• [Exercise]: Reproduce word for word the passage of the Second Life page starting with "As players participate" and going on through "human players (Quake)".

begin Reading passage

Enabling Player-Created Online Worlds with Grid Computing and Streaming (Second Life)

This webpage documents my presentation of "Enabling Player-Created Online Worlds with Grid Computing and Streaming" by Philip Rosedale and Cory Ondrejka for CPSC 538A: Topics in Time-sensitive Distributed Systems, taught by Charles 'Buck' Krasic.

Summary

"The hours and intensity with which players engage in games makes for very fast consumption of content"

As players participate in a game they need to interact with new content in order to stay interested and keep playing. Previously, game designers have used the following ways of providing users with a reason to keep playing:

Provide large amounts of content in the game itself (Final Fantasy)
Make the content reusable, enhancing replay value (Gran Turismo)
Make experience dependent on interaction with other human players (Quake)

These approaches do not work well for Massively Multiplayer Online Games (MMOG) where players pay a monthly subscription fee to participate in the game. Since it only takes a player around one month to consume 100 hours of content, MMOG developers have tried to frequently update the interactive content of their games to keep players subscribing. This approach is costly as new content must be developed on short time scales.

This paper describes the challenges behind creating the Second Life MMOG. Second Life makes the game players responsible for creating and modifying in-game content. The problem that the paper addresses is: How can we scale an online world to support tens of thousands of players and hundreds of thousands of objects at one time such that all of the players have a consistent view of the world around them, and can interact with each other by modifying the world collaboratively in real-time?

The authors address the above problem by using two techniques. First, the authors divide the world up into square tiles of 16 acres in area. Each tile represents a simulation (or 'sim') running on a single server that simulates the physics, manages all objects, behaviours, terrain and player actions in the tile. Each sim is targeted to manage around ten thousand objects. As players and objects move around the world their in-game representations are transfered from server to server as they cross tile boundaries. Servers only communicate with their four neighbouring servers. This solves the scalability problem for Second Life; in order to grow the world the developer only need to add more servers to the grid.

In order to solve the problem of distributing in-game content to the players in real time, the authors decide to use streaming. Players play the game using a small (~10MB) 'world viewer' application. All information about the world (audio, video, geometry, textures) is streamed to the viewer application; none of the content is actually stored on the players machine. As players move around the grid they maintain streaming connections only to the servers that they are near.

All data is sent over multiple UDP streams to allow for a more controllable stream than TCP. Reliability of a stream is built around loss detection and data correction instead of retransmission to allow for timely delivery of content. The authors decided to cap streaming bandwidth at 100kbps per client in order to avoid network congestion. However, there is a lot of game state that needs to be transmitted to clients at any one time. To fit all of the data into a 100kbps pipe, Second Life uses wavelet compression on textures, ogg vorbis compression on audio, and efficient compression of game geometry because of its simplicity (avoiding generalized meshes). In addition, players only receive information that is new to the clients (or has changed).

end Reading passage
begin Collected material

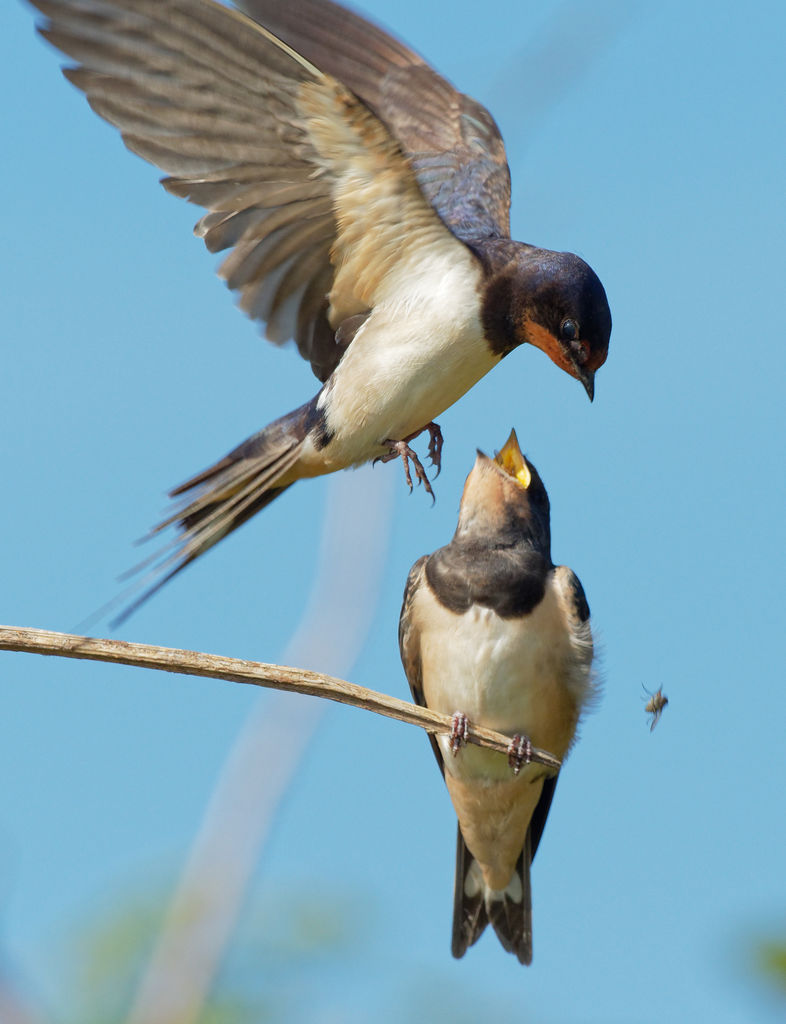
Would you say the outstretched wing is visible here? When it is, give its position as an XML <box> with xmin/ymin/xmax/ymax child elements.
<box><xmin>32</xmin><ymin>0</ymin><xmax>478</xmax><ymax>380</ymax></box>
<box><xmin>235</xmin><ymin>0</ymin><xmax>511</xmax><ymax>242</ymax></box>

end Collected material

• [Answer for this exercise]:
As players participate in a game they need to interact with new content in order to stay interested and keep playing. Previously, game designers have used the following ways of providing users with a reason to keep playing:

Provide large amounts of content in the game itself (Final Fantasy)
Make the content reusable, enhancing replay value (Gran Turismo)
Make experience dependent on interaction with other human players (Quake)